The past is always with us in the UK then, on screen and off. “I think it’s to do with the landscape in Britain,” Young suggests. “It’s always so charged.
“I think wherever you walk, even if you are out in the deep countryside, you’re reading it in some way. You’re not just experiencing it in itself. The landscape is so freighted with historical events. I think it’s just so deeply engrained. You can’t go far without seeing a plaque telling you a battle happened here.
“It’s a sense of the past really makes the British who we are. But I think it’s also a handicap in many ways as well. Writing the book, I became very aware of the danger of nostalgia. The sense that things have been better in the past has really held us back and is certainly a factor in the chaos that we are experiencing at the moment.”
It should also be said that the history we remember, that is presented to us on the screen is often selective. Large tracts of it – whether that be colonial history or the contested histories of the four nations – rarely surface.
Young points to a director like Steve McQueen, the man behind last year’s Small Axe dramas about the Black British experience in the 1970s and 1980s as a rare recent corrective.
Yet in a sense the point of The Magic Box is itself an unearthing of the unusual, the unheimlich, the “other” in TV and film history, a reminder that there are other narratives apart from the official British history of kings and queens and military victories.
In The Wicker Man or even Whistle and I’ll Come To You, Jonathan Miller’s adaptation of the MR James classic ghost story, visions of our pre-Christian, pagan past are conjured up. TV and film are mediums for the return of the repressed in other words.
The repressed, it should be said, tend to be English. Some critics have pointed out that The Magic Box is actually more interested Weird England than Weird Britain. But perhaps that’s more a reflection of the inequalities of TV production in the UK. When it comes to Scotland Young does examine the likes of The Wicker Man and Peter Watkins’ 1964 docudrama Culloden among others.
Indeed, The Wicker Man is a key text for the book. And a reminder that fiction is never purist.
“It’s obviously made and set in Scotland,” Young points out, “but it feels like a cornucopia of folk traditions and costumes and music from all around the British isles. That is what makes it so fascinating. It’s very soaked in the feel and atmosphere of a Scottish island, but it is also a microcosm of the British folkloric psyche. You’ve got hobby horses that look like they come from Cornwall.”
We are a mongrel race, then, who create mongrel visions. And are still doing so. Young says that in the decade he has been working on The Magic Box, its subject matter has felt “more and more timely.”

### DATA EXCERPT
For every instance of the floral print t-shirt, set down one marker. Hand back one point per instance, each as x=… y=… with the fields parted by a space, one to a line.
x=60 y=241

### EXERCISE REQUIREMENTS
• A. In the article about The Magic Box, which director does Young name as a rare recent corrective to a selective screen history?
• B. Carry on the article about The Magic Box from its final sentence.

### RESULTS BY TASK
• A. Steve McQueen, the man behind last year's Small Axe dramas about the Black British experience in the 1970s and 1980s.

• B.
And indeed, the influence of those old films and TV programmes has been reignited. Young cites a film maker like Ben Wheatley, who has made such contemporary folk horror classics as Kill List and A Field in England. And even the aforementioned Detectorists is an example of this revival of Weird Britannia tropes.
“In the period in which I was writing it kind of opened up from being a sort of archival trawl to actually reflecting new trends in British film-making and television making.”
Who are we then? Who are we now? Surrounded by ghosts, it seems. Which makes the box in the corner our very own haunted house.
The Magic Box by Rob Young is published by Faber, £20
What to Watch: Rob Young guides you through a crash course in The Magic Box:
The Changes (1975)
“I never forgot it,” says Rob Young. “I knew I was watching something significant. It has that double-edged sense that it’s exciting to reset society and start again, and it’s also horrifying as well.
“It’ s not a perfect series. Like a lot of TV from the 1970s, you can see the creaks and the rough edges. But as children’s television it’s still pretty powerful and sometimes shocking stuff and it is definitely one that has stayed with me ever since I saw it.
Quatermass and the Pit (1958 & 1967)
Nigel Kneale’s TV series and the subsequent Hammer film adaptation concerns the discovery of a Martian spaceship under a London tube station, where it has been buried for thousands of years. It’s uncovering reveals something about the innate brutality of humanity, Young suggests. Or is it the innate brutality of the British?
Penda’s Fen (1974)
Written by David Rudkin and directed by Alan Clarke, better known for his hard-hitting social realist dramas such as Scum and Made in Britain, Penda’s Fen is a strange, pagan-inflected contemporary drama that takes in the seventh-century Mercian king of the title, Edward Elgar and the odd angel.
“It’s a fascinating one that connects one individual coming to self-awareness to a haunted landscape and the spirits of ancient English kings. It’s a remarkable script and an amazing piece of work,” Young says.
The Wicker Man (1973) and Requiem for a Village (1975)
“I probably have to put The Wicker Man in there even though it is boringly obvious,” Young suggests. “Not so well known is a film called Requiem for a Village directed by David Gladwell who was a prolific film editor. He made this film in the mid-seventies. It’s an essay film, but it has elements of horror movie. It has deeply pastoral imagery and it flits between the past and the present. It’s about how we look after the heritage of a village in the face of progress. It’s very William Morris-y in spirit. It has a lot going on in it.”
Worzel Gummidge (2019-2020)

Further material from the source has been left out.